Set exercise
Please set out the lines from the one containing "target | chameleon neck" through the last line as a JSON list of strings, one string per line, skipping blank lines and leaving out the pictures.
=====
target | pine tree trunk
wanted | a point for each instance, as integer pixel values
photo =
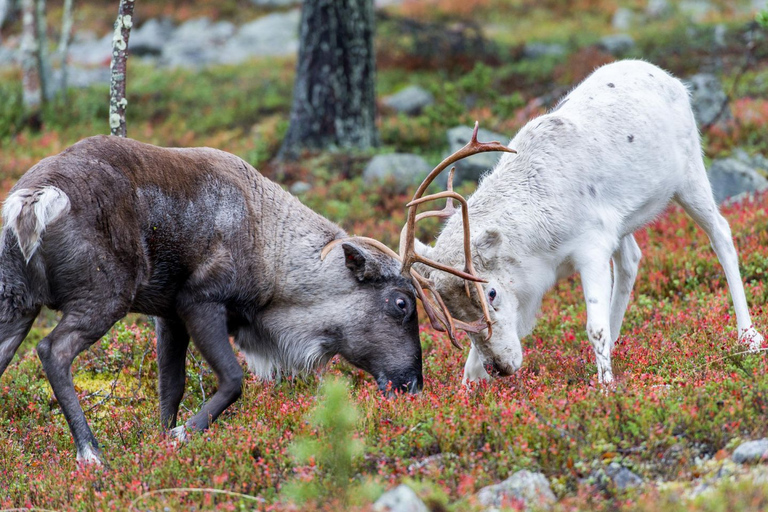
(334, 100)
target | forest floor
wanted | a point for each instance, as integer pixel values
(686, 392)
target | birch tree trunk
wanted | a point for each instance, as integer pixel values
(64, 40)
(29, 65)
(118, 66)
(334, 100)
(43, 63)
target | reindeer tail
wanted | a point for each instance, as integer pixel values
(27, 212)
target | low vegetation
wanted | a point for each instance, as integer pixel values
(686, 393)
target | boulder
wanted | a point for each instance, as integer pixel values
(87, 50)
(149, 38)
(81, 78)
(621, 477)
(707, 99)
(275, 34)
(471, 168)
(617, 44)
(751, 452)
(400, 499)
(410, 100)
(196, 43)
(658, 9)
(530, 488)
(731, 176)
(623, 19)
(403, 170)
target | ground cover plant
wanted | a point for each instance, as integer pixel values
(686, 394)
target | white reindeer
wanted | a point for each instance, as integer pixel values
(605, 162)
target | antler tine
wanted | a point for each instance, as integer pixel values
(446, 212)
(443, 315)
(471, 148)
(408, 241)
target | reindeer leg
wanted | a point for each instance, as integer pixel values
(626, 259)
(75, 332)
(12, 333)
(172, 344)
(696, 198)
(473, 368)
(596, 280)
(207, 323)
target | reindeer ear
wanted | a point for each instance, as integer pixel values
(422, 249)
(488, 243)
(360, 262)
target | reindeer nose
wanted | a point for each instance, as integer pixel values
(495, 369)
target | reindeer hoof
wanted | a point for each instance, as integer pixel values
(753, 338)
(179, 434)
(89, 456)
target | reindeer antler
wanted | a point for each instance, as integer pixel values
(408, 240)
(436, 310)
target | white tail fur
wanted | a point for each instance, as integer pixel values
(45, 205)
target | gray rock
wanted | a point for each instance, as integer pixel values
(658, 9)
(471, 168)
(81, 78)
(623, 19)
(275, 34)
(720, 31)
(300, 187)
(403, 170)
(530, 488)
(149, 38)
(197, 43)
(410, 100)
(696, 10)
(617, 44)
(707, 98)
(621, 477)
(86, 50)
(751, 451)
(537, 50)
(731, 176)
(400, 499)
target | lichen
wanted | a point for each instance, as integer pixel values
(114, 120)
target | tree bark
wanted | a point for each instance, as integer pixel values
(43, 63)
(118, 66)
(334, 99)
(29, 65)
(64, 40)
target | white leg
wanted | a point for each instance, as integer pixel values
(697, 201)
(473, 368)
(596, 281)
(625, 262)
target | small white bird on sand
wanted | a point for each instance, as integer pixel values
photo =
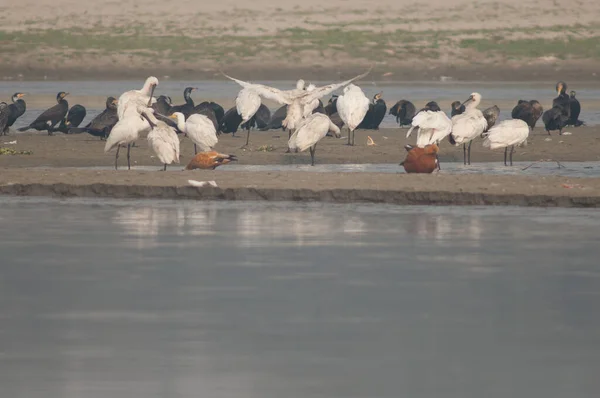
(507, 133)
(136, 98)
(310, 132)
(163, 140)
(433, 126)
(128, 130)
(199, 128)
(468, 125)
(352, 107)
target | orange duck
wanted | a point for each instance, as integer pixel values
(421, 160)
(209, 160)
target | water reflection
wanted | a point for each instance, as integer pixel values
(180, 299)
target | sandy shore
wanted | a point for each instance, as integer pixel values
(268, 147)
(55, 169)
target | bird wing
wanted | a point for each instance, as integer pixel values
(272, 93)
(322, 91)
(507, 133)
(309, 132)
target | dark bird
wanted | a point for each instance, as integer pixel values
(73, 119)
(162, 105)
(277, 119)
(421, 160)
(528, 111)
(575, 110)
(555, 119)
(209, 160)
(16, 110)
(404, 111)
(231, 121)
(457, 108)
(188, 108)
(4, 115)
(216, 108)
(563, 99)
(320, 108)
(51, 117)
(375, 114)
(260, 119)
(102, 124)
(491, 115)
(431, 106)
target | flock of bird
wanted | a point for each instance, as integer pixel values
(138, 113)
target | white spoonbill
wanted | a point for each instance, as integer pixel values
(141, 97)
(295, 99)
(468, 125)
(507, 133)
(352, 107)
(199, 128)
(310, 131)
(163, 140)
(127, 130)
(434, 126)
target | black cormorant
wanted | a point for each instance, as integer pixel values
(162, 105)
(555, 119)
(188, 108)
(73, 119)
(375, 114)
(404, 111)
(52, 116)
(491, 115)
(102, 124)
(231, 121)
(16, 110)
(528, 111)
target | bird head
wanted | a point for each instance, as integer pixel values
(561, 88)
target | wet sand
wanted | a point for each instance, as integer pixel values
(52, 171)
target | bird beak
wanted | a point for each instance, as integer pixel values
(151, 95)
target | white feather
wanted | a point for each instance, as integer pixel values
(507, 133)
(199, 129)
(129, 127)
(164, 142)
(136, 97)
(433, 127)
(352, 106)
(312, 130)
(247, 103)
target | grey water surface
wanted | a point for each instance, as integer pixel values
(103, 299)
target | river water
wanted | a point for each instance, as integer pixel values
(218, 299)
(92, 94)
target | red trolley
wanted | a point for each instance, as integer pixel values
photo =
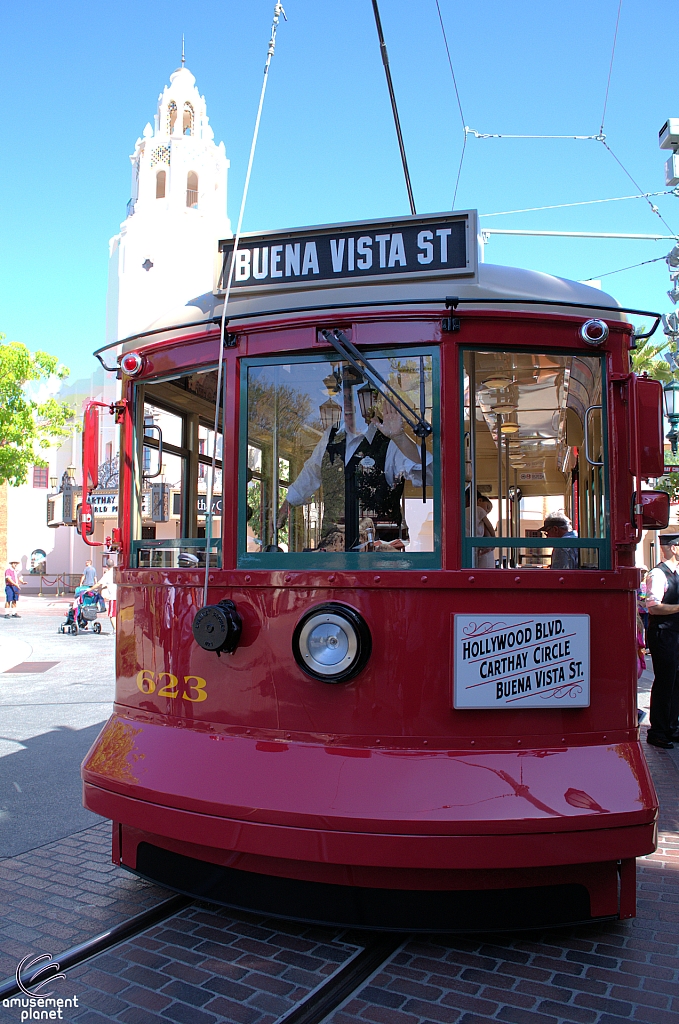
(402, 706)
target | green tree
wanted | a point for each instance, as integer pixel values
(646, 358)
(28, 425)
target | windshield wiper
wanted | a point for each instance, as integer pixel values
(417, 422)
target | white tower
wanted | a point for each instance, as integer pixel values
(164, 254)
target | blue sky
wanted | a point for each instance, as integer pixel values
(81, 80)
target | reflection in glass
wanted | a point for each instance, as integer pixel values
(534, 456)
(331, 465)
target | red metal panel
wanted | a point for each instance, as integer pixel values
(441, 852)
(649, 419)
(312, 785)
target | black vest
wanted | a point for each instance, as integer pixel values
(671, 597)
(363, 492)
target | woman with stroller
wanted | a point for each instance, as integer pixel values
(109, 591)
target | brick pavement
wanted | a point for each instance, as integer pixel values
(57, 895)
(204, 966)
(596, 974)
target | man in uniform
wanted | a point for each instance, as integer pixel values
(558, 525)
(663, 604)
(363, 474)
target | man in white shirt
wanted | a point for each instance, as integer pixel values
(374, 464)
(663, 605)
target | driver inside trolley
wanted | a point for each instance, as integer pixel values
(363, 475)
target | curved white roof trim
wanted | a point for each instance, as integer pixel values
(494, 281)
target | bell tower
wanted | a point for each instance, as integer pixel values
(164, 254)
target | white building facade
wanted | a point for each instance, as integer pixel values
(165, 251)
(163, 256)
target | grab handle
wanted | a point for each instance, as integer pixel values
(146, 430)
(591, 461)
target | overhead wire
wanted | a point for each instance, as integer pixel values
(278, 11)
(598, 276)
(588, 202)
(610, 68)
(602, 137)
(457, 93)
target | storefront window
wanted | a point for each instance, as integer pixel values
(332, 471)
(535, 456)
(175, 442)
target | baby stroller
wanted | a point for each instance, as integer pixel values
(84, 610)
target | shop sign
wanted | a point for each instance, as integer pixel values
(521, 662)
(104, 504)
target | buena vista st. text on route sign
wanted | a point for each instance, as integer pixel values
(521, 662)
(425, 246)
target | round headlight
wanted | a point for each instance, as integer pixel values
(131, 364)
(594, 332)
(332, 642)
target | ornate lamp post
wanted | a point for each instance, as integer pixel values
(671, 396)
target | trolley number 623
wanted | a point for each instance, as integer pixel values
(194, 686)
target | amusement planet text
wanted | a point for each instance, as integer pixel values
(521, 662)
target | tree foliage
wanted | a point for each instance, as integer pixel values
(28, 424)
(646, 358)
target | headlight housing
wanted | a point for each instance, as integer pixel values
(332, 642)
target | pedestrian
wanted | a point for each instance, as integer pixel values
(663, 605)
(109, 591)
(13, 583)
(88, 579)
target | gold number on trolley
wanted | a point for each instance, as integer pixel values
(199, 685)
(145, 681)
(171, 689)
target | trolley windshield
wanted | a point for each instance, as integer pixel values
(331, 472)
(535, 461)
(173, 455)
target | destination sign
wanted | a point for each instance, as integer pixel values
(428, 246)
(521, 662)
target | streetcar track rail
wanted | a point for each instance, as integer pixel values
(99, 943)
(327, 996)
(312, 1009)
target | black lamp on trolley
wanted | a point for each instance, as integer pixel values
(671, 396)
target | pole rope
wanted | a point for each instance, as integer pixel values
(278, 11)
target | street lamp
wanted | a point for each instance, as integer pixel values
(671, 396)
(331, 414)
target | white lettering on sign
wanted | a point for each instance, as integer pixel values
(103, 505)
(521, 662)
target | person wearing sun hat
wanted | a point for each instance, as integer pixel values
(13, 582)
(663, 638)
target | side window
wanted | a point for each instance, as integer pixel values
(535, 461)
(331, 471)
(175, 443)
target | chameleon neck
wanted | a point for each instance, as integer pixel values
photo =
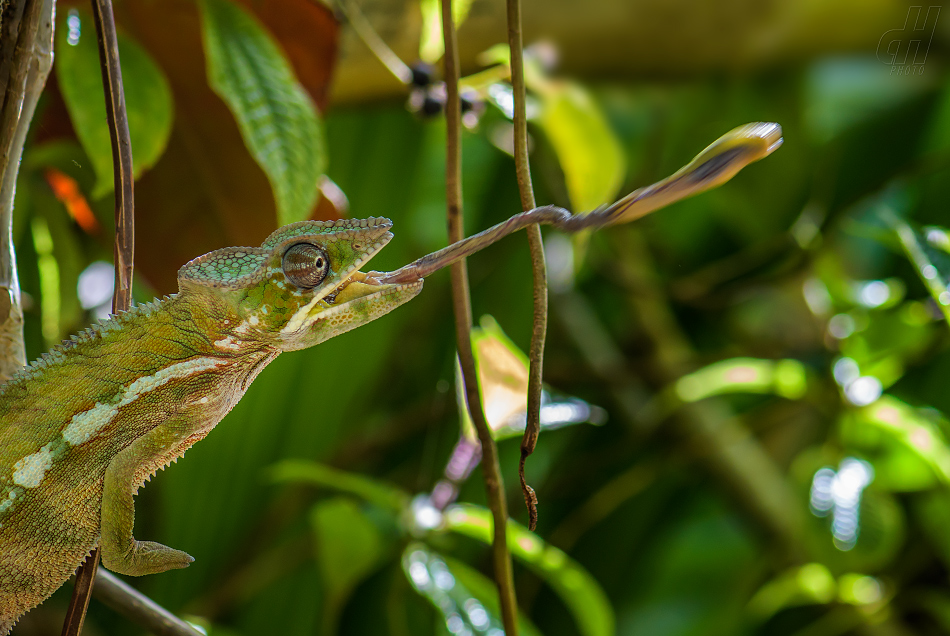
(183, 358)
=====
Solution to this problem
[
  "target | chameleon neck",
  "wanted | a point for each instance, as integer pixel values",
  "photo =",
  "(183, 358)"
]